PROBLEM: Go through the lines below and retype each one exactly.

- - -

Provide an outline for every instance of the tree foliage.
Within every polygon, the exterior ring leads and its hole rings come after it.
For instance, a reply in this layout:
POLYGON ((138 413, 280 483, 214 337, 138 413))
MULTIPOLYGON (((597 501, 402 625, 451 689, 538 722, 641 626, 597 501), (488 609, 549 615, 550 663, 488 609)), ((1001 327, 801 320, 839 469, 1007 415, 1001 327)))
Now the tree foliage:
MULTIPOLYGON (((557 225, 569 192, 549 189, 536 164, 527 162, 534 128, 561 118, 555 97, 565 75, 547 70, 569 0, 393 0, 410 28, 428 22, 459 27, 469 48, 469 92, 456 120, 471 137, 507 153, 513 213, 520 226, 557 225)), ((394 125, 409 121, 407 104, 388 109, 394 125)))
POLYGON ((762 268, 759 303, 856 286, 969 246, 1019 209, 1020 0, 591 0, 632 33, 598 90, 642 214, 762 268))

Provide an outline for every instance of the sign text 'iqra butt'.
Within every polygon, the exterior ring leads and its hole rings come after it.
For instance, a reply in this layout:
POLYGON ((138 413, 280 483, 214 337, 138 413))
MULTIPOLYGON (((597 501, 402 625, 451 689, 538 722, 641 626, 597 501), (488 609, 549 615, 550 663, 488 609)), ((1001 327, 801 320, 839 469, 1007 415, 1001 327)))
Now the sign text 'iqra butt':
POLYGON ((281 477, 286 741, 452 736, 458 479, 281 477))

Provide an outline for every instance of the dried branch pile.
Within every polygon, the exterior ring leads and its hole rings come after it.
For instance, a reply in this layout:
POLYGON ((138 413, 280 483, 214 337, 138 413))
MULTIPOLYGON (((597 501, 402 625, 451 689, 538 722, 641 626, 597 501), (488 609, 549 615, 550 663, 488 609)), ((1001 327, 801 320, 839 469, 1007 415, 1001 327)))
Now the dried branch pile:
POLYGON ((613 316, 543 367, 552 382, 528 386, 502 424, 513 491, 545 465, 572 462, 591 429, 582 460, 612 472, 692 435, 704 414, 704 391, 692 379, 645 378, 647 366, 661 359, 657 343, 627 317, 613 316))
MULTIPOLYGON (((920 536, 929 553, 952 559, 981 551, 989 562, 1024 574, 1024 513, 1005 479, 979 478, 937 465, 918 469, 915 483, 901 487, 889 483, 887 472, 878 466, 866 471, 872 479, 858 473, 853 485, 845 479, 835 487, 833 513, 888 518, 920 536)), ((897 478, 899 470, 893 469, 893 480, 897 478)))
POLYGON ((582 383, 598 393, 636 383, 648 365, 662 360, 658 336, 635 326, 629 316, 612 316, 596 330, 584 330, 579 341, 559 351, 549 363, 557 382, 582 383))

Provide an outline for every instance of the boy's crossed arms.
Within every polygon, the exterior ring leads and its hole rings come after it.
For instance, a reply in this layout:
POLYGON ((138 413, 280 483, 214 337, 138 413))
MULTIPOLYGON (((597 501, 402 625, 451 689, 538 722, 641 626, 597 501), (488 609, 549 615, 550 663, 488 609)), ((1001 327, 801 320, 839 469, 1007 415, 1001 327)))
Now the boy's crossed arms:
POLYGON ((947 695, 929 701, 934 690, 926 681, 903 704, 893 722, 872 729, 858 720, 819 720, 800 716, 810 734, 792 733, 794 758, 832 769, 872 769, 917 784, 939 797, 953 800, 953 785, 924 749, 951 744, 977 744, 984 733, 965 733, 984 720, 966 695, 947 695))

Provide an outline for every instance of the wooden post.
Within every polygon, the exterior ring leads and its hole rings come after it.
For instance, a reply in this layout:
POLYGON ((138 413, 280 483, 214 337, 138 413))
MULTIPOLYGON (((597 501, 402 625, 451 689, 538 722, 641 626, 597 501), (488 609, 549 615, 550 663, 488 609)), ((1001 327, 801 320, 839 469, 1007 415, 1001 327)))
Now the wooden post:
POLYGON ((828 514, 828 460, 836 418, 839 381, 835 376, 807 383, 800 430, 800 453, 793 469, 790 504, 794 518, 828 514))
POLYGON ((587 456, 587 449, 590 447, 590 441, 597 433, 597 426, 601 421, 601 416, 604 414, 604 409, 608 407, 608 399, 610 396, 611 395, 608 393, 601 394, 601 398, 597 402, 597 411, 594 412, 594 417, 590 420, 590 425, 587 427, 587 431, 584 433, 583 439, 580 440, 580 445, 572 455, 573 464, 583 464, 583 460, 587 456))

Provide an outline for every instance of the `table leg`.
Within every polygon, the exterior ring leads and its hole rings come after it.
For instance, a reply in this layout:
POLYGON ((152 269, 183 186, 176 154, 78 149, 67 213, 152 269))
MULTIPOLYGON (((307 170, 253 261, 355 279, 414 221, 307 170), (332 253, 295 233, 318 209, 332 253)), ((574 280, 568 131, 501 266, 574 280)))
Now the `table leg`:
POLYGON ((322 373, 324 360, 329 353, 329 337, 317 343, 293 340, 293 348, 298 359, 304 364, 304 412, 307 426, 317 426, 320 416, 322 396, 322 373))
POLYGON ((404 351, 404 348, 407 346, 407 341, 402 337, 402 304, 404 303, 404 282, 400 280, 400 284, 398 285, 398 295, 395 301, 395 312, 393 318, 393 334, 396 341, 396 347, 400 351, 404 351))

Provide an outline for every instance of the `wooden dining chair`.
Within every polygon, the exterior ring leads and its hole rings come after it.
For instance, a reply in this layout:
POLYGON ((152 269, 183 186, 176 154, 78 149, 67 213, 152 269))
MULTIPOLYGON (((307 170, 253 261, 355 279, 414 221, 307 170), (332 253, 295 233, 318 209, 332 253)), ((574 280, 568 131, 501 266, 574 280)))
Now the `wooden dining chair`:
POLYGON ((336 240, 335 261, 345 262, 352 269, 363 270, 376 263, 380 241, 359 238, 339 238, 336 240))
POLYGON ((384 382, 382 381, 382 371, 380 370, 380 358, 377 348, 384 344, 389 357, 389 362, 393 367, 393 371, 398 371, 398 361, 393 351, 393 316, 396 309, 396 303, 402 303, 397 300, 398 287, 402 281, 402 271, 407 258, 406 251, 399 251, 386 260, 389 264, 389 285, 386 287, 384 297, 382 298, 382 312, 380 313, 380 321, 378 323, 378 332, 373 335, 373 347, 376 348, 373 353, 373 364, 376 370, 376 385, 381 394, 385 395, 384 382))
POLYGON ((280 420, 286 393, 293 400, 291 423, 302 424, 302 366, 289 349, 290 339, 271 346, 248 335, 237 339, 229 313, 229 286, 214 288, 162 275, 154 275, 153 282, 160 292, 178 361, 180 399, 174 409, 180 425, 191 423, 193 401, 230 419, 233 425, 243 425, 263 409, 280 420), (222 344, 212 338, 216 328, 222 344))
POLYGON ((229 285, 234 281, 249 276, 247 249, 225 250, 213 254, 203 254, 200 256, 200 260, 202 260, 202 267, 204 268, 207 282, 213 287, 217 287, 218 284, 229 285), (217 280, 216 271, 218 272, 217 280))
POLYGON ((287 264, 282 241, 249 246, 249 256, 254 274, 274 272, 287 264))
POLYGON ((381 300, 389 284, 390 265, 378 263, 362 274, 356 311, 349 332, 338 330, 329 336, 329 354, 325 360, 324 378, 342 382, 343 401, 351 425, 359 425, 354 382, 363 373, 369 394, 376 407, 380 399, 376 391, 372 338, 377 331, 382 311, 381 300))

- - -

SOLUTION TO THIS TASK:
Provide an outline for every instance of the tree foliage.
Within every polygon, the exterior ring leads and its hole rings come after it.
For instance, a reply in this layout:
POLYGON ((138 413, 280 483, 214 337, 138 413))
MULTIPOLYGON (((597 501, 402 625, 451 689, 538 722, 641 626, 597 501), (488 609, 549 615, 550 663, 488 609)), ((1001 327, 801 320, 839 469, 1007 415, 1001 327)))
Now the tree foliage:
MULTIPOLYGON (((557 225, 569 192, 549 189, 536 164, 527 162, 534 128, 561 118, 555 97, 565 75, 547 70, 569 0, 393 0, 410 28, 428 22, 459 27, 469 48, 469 92, 456 120, 471 137, 507 153, 513 213, 520 226, 557 225)), ((394 125, 409 121, 407 104, 388 109, 394 125)))
POLYGON ((762 268, 759 303, 856 286, 969 246, 1019 209, 1020 0, 591 0, 632 33, 598 90, 642 214, 762 268))

Provide an outline for every instance of the sign text 'iqra butt'.
Within every polygon, the exterior ring leads and its hole rings come after it.
For instance, a reply in this layout:
POLYGON ((138 413, 280 483, 214 337, 138 413))
MULTIPOLYGON (((597 501, 402 625, 451 689, 538 722, 641 626, 597 501), (488 609, 549 615, 550 663, 488 609)), ((1001 327, 801 320, 839 469, 1007 415, 1001 327)))
Now the sign text 'iqra butt':
POLYGON ((281 477, 286 741, 452 736, 458 479, 281 477))

Provide an outline for every instance of the dried branch pile.
Within every polygon, the exterior ring leads and its hole rings come after it.
For instance, a reply in this layout:
POLYGON ((138 413, 280 483, 214 337, 138 413))
MULTIPOLYGON (((597 501, 402 625, 451 689, 538 722, 641 626, 597 501), (488 609, 549 615, 550 663, 488 609)), ((1001 327, 801 320, 839 469, 1007 415, 1001 327)))
Now the dried branch pile:
POLYGON ((613 316, 543 367, 552 382, 528 386, 502 424, 513 491, 545 465, 572 462, 591 429, 582 460, 612 472, 692 435, 704 414, 704 391, 692 379, 645 378, 647 366, 661 359, 657 343, 627 317, 613 316))
MULTIPOLYGON (((920 536, 929 553, 952 559, 981 551, 989 562, 1024 574, 1024 513, 1005 479, 979 478, 937 465, 918 469, 915 483, 901 487, 889 483, 887 472, 878 466, 866 471, 872 479, 858 473, 853 485, 845 479, 835 487, 833 513, 888 518, 920 536)), ((897 478, 899 470, 893 469, 893 480, 897 478)))
POLYGON ((582 383, 598 393, 636 383, 648 365, 662 360, 658 336, 635 326, 629 316, 612 316, 596 330, 584 330, 579 341, 559 351, 549 363, 557 382, 582 383))

Provide an outline for every instance of the boy's crossed arms.
Within every polygon, the exterior ring leads and its hole rings come after it.
For instance, a reply in this layout:
POLYGON ((138 413, 280 483, 214 337, 138 413))
MULTIPOLYGON (((597 501, 402 625, 451 689, 538 722, 641 626, 597 501), (488 609, 549 615, 550 663, 488 609)), ((1001 327, 801 320, 839 469, 1007 415, 1001 327)))
Now the boy's crossed arms:
POLYGON ((947 695, 929 701, 934 690, 926 681, 903 704, 893 722, 872 729, 858 720, 819 720, 800 716, 810 734, 792 733, 794 758, 832 769, 872 769, 917 784, 939 797, 953 800, 953 785, 924 749, 951 744, 977 744, 984 733, 965 733, 984 720, 966 695, 947 695))

Provide an outline for every instance of the wooden post.
Within every polygon, the exterior ring leads and its hole rings come after it.
For instance, a reply in this layout:
POLYGON ((138 413, 280 483, 214 337, 138 413))
MULTIPOLYGON (((597 501, 402 625, 451 689, 538 722, 641 626, 597 501), (488 609, 549 615, 550 663, 488 609)), ((1001 327, 801 320, 839 469, 1007 415, 1001 327)))
Now the wooden post:
POLYGON ((828 514, 828 460, 836 418, 839 381, 835 376, 807 383, 800 430, 800 453, 793 469, 790 504, 794 518, 828 514))
POLYGON ((587 456, 587 449, 590 447, 590 441, 597 433, 597 426, 601 421, 601 416, 604 414, 604 409, 608 407, 608 399, 610 396, 611 395, 608 393, 601 394, 601 398, 597 402, 597 411, 594 412, 594 417, 590 420, 590 425, 587 427, 587 431, 584 433, 583 439, 580 440, 580 445, 572 455, 573 464, 583 464, 583 460, 587 456))

Provide an outline for every instance of the `table leg`.
Within every polygon, the exterior ring leads and its hole rings come after it.
For instance, a reply in this layout:
POLYGON ((152 269, 183 186, 176 154, 78 149, 67 213, 152 269))
MULTIPOLYGON (((307 170, 253 261, 355 279, 414 221, 307 170), (332 253, 295 233, 318 209, 332 253)), ((574 280, 568 131, 501 266, 574 280)))
Now the `table leg`:
POLYGON ((322 373, 324 360, 329 353, 329 337, 317 343, 293 340, 293 348, 298 359, 304 364, 304 412, 307 426, 317 426, 320 416, 322 396, 322 373))
POLYGON ((404 351, 404 348, 407 346, 407 341, 402 337, 402 304, 404 303, 404 282, 400 280, 400 284, 398 285, 398 295, 395 301, 395 312, 393 318, 393 334, 396 341, 396 347, 400 351, 404 351))

Provide an outline for every instance of the `wooden dining chair`.
Within every polygon, the exterior ring leads and its hole rings come after it.
For instance, a reply in this layout:
POLYGON ((152 269, 183 186, 176 154, 78 149, 67 213, 152 269))
MULTIPOLYGON (((307 170, 253 261, 355 279, 414 221, 307 170), (332 253, 295 233, 318 209, 332 253)), ((574 280, 568 131, 501 266, 574 280)))
Now the `wooden dining chair`:
POLYGON ((336 240, 335 261, 345 262, 352 269, 363 270, 376 263, 380 241, 359 238, 339 238, 336 240))
POLYGON ((384 382, 382 381, 382 371, 380 370, 380 358, 377 348, 384 344, 389 357, 389 362, 393 367, 393 371, 398 371, 398 361, 393 351, 393 316, 396 309, 396 303, 402 303, 397 300, 398 287, 402 281, 402 271, 407 258, 406 251, 399 251, 386 260, 389 264, 389 285, 386 287, 384 297, 382 298, 382 312, 380 313, 380 321, 378 323, 378 332, 373 335, 373 347, 376 348, 373 353, 373 364, 376 370, 376 385, 381 394, 385 395, 384 382))
POLYGON ((280 420, 286 393, 293 400, 291 423, 302 424, 302 366, 289 349, 290 339, 271 346, 248 335, 237 339, 229 313, 229 286, 214 288, 162 275, 154 275, 153 282, 160 292, 178 361, 180 399, 174 409, 180 425, 191 423, 193 401, 230 419, 233 425, 243 425, 263 409, 280 420), (222 344, 212 338, 216 328, 222 344))
POLYGON ((229 285, 234 281, 249 276, 247 249, 225 250, 213 254, 203 254, 200 256, 200 260, 202 260, 202 267, 204 268, 207 282, 213 287, 217 287, 218 284, 229 285), (217 280, 216 271, 218 272, 217 280))
POLYGON ((287 264, 282 241, 249 246, 249 256, 254 274, 274 272, 287 264))
POLYGON ((381 300, 389 284, 390 265, 378 263, 362 274, 356 311, 349 332, 338 330, 329 336, 329 354, 325 360, 324 378, 342 382, 343 401, 351 425, 359 425, 354 382, 363 373, 369 394, 376 407, 380 399, 376 391, 372 338, 377 331, 382 311, 381 300))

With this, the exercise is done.